**Your instructions:** Pull each line with the string "ceiling" from the entries.

● ● ●

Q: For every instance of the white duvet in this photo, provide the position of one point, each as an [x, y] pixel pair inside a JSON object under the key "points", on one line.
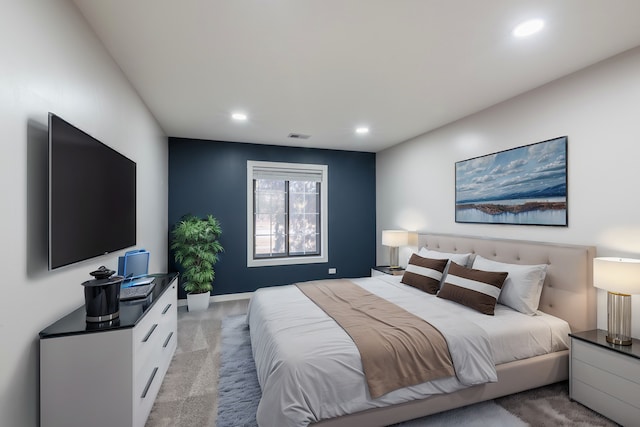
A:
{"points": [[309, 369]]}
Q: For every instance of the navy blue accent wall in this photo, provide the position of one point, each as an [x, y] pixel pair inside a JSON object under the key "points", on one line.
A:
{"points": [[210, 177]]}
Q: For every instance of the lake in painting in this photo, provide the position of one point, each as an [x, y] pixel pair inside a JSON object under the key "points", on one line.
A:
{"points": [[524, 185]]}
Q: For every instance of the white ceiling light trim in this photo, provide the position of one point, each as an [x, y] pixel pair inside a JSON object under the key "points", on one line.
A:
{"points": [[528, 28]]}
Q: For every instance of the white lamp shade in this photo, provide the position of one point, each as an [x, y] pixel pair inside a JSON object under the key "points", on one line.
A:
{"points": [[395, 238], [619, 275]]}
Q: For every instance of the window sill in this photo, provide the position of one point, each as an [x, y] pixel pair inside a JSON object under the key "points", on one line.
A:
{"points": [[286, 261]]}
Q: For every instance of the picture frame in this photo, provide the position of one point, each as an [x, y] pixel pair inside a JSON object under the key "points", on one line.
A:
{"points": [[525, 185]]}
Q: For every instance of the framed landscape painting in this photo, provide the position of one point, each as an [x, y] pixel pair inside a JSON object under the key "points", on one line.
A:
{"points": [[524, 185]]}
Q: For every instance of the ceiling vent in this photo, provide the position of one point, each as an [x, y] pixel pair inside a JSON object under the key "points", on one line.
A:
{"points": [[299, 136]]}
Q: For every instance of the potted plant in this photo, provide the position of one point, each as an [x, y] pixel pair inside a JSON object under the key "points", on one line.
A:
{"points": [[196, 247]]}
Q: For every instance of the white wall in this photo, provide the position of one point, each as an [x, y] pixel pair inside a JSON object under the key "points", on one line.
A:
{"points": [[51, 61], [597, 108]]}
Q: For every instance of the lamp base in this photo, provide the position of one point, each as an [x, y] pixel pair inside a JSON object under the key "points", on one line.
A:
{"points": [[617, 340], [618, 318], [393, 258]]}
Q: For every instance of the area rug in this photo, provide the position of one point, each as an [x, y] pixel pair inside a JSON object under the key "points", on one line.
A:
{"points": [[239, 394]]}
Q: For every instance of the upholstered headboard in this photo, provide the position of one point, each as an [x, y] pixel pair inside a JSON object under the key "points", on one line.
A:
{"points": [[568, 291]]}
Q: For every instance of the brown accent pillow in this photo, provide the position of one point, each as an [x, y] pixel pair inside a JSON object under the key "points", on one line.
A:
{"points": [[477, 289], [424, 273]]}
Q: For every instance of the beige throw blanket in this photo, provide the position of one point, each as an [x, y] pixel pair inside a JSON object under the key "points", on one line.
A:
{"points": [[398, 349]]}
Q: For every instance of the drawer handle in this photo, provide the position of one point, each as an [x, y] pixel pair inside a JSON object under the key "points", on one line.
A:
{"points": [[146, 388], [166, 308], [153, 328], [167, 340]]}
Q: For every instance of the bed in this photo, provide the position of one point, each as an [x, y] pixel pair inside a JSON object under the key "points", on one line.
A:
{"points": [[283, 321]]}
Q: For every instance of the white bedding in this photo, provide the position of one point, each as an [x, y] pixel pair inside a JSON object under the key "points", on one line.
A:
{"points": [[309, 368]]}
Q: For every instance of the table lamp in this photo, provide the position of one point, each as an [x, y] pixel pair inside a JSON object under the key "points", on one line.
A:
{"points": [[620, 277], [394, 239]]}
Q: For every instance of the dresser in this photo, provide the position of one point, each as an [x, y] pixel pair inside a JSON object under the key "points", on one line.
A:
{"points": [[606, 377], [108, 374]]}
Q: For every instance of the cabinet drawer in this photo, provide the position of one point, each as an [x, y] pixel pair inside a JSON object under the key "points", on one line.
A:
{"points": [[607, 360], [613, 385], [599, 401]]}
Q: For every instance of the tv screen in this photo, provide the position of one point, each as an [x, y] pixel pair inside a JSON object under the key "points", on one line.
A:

● ● ●

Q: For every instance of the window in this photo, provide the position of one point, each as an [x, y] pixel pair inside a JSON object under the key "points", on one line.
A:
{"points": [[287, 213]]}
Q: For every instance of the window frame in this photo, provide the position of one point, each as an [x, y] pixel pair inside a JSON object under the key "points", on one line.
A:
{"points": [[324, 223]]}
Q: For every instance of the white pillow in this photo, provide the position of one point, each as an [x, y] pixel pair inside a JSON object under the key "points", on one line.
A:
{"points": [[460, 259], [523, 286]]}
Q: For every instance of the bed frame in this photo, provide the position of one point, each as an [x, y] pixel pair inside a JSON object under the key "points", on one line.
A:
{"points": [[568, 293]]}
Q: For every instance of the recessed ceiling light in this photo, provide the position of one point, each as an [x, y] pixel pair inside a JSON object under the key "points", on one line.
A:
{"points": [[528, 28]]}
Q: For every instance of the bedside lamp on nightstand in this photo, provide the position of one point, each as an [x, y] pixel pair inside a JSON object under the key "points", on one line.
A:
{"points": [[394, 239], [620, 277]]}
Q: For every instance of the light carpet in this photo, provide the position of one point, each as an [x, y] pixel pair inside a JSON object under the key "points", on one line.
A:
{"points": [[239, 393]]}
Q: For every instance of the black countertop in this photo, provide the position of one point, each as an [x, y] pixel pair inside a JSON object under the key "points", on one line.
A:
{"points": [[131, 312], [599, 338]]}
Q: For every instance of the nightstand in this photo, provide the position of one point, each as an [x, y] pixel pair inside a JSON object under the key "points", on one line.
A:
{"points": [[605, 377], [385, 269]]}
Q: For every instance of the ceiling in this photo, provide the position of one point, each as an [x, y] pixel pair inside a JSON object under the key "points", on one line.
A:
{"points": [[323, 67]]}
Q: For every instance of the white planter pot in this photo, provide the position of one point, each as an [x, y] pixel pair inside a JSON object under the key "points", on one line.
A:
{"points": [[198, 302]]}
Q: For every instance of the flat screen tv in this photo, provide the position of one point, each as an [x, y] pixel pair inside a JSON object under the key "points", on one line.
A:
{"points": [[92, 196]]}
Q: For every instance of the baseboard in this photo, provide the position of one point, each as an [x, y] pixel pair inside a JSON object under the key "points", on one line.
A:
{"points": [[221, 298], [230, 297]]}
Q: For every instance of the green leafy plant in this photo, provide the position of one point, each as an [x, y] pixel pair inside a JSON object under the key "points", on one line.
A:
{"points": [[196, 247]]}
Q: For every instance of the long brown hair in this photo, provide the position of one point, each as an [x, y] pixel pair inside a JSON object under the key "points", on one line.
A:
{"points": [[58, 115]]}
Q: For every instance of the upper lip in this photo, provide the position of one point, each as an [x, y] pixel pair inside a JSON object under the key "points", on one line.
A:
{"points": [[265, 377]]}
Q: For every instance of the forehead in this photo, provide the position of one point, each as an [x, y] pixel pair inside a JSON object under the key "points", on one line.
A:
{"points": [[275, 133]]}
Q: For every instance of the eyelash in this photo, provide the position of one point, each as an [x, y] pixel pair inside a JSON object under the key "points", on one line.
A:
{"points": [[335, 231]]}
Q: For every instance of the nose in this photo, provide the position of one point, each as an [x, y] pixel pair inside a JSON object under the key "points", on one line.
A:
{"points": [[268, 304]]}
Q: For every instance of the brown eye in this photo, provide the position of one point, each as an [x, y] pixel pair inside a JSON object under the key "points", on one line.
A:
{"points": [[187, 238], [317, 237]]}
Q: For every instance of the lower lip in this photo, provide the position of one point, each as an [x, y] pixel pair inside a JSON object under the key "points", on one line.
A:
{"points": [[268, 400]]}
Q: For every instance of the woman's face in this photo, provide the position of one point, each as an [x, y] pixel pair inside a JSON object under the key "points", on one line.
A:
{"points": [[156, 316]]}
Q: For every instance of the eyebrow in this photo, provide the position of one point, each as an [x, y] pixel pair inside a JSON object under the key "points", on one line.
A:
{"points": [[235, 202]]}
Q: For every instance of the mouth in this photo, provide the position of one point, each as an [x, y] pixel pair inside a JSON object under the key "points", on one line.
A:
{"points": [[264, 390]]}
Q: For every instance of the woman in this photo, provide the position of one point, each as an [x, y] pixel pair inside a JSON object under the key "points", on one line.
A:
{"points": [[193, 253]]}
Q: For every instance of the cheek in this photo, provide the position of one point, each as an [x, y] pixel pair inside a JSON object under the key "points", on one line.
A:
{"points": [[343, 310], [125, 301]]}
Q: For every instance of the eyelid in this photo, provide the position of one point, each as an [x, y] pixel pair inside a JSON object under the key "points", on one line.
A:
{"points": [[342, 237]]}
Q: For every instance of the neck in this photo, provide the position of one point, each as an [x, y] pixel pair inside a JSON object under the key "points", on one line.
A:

● ● ●

**Response to the task:**
Q: For every instance of the white ceiling light trim in this photo, provide the position of one point, each as an [x, y] pixel pair inside a JSON object under the key "points", on one line.
Q: For every instance of the ceiling vent in this photo, provide the position of one point, each as an [x, y] pixel pair inside a JSON object under the key "points", on one line.
Q: For every instance of the recessed ceiling light in this photo, provide the position of one point, each as an [x, y] pixel pair inside a JSON object under the key "points", on one line.
Q: For every instance of the ceiling in this photo, provide the position of one point, each as an [x, y] pixel pair inside a JSON object under the key "points", on one line.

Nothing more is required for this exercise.